**What is being asked:**
Nothing but an exact copy is wanted here: the line with "Query: metal railing" and all the lines that follow it in the entries below.

Collection entries
--------------------

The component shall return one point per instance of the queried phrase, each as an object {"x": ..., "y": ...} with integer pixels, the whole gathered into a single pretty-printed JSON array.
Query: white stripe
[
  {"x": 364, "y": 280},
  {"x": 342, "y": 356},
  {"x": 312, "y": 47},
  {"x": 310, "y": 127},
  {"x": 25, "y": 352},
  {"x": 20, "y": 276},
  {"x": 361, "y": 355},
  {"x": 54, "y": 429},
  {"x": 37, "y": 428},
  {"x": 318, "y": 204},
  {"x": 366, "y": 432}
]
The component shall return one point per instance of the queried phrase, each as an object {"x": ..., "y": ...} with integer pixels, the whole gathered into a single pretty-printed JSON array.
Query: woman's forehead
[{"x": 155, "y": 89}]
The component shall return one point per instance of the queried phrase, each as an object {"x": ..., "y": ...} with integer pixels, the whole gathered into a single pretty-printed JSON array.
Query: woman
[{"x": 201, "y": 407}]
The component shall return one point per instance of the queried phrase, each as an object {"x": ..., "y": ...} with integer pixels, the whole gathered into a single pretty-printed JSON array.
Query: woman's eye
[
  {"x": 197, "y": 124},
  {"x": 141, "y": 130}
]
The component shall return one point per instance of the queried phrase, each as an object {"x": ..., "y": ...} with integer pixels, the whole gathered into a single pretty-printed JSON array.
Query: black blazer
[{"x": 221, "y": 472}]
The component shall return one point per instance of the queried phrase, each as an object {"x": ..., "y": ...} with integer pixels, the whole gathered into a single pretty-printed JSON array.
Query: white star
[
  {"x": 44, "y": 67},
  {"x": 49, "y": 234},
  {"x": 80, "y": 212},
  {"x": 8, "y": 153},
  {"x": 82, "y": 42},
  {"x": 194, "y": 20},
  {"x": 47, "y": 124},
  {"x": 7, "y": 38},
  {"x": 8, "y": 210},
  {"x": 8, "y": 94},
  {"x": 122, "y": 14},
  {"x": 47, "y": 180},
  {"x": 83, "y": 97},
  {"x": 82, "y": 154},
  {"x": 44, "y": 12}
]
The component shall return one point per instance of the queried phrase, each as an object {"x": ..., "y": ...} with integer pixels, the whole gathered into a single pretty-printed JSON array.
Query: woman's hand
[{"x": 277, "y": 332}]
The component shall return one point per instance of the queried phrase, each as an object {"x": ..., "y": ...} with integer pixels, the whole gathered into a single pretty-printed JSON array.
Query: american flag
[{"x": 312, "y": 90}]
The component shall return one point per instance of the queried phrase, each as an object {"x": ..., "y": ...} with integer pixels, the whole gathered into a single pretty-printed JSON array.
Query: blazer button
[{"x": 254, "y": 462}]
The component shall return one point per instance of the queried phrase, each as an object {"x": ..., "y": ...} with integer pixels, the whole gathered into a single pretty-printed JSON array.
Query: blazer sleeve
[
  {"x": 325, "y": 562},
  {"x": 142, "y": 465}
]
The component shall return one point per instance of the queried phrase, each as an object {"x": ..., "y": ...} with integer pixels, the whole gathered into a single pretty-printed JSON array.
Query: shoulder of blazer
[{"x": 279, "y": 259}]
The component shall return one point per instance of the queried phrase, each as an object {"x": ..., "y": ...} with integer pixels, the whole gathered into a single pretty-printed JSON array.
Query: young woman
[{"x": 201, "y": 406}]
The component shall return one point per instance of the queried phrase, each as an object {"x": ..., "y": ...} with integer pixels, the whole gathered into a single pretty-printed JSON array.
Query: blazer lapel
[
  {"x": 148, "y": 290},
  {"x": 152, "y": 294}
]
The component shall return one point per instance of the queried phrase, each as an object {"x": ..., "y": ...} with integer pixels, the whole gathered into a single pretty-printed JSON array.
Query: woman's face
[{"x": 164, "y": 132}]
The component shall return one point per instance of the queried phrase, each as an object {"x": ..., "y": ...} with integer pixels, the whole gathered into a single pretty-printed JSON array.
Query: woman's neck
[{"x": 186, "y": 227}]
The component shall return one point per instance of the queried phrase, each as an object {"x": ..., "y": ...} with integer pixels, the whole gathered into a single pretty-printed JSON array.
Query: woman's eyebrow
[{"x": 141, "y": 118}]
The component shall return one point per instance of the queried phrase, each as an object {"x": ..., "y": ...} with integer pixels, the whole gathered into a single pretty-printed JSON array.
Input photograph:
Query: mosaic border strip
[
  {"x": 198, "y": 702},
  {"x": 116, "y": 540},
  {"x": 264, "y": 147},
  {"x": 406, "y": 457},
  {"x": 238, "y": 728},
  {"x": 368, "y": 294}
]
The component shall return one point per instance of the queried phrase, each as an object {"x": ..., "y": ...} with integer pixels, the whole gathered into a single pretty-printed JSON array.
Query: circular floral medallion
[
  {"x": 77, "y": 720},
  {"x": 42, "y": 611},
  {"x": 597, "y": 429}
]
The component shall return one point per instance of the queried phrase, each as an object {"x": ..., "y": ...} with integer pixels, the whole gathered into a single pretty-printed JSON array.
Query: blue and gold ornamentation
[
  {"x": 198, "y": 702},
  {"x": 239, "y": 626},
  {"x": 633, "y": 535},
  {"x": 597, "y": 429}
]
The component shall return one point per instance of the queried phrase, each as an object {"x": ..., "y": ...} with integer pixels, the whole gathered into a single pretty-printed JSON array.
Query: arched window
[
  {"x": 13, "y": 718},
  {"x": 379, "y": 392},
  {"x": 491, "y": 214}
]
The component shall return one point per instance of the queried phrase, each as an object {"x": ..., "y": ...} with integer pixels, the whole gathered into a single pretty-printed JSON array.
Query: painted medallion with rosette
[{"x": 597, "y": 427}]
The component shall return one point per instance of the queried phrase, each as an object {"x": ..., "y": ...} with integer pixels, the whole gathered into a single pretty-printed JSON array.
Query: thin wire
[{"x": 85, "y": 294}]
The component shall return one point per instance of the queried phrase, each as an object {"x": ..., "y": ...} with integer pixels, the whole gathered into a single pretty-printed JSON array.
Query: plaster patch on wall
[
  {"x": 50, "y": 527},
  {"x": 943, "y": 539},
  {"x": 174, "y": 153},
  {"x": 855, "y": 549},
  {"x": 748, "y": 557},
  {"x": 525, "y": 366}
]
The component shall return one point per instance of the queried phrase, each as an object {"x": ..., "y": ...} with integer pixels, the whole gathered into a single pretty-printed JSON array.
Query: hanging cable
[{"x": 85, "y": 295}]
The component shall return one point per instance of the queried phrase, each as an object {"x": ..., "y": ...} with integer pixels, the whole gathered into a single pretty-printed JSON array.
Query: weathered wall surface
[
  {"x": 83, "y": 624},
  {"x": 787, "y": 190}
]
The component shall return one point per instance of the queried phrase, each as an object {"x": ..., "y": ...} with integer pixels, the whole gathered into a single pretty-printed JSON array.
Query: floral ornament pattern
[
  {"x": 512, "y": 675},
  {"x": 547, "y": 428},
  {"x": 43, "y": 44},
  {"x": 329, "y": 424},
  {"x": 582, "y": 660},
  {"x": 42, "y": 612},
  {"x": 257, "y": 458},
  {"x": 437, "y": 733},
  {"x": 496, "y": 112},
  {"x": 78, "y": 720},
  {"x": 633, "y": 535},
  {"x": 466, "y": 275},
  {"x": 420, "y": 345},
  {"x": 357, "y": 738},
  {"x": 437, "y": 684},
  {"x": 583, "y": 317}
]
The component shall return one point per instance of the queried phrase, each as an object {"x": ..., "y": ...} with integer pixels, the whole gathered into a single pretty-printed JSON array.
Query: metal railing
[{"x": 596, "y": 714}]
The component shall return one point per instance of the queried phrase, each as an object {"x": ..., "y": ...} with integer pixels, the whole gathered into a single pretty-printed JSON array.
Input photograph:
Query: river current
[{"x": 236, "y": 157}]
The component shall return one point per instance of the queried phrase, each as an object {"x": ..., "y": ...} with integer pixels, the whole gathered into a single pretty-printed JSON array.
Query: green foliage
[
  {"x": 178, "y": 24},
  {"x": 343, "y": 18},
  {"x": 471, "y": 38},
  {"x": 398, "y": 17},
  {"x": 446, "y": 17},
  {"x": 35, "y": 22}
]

--------------------

**Result of the exercise:**
Query: metal railing
[{"x": 596, "y": 714}]
The component shall return one point per instance of the queried phrase, each as an object {"x": ..., "y": ...} with integer pixels, the whole gathered into a single pretty-printed JSON array.
Input photograph:
Query: river current
[{"x": 236, "y": 157}]
The component shall return one point per instance of the queried phrase, each as an object {"x": ..., "y": ...} with integer pixels, the whole gathered into a single pretty-printed JSON array.
Query: green foliage
[
  {"x": 178, "y": 24},
  {"x": 343, "y": 18},
  {"x": 471, "y": 38},
  {"x": 398, "y": 17},
  {"x": 446, "y": 17},
  {"x": 35, "y": 22}
]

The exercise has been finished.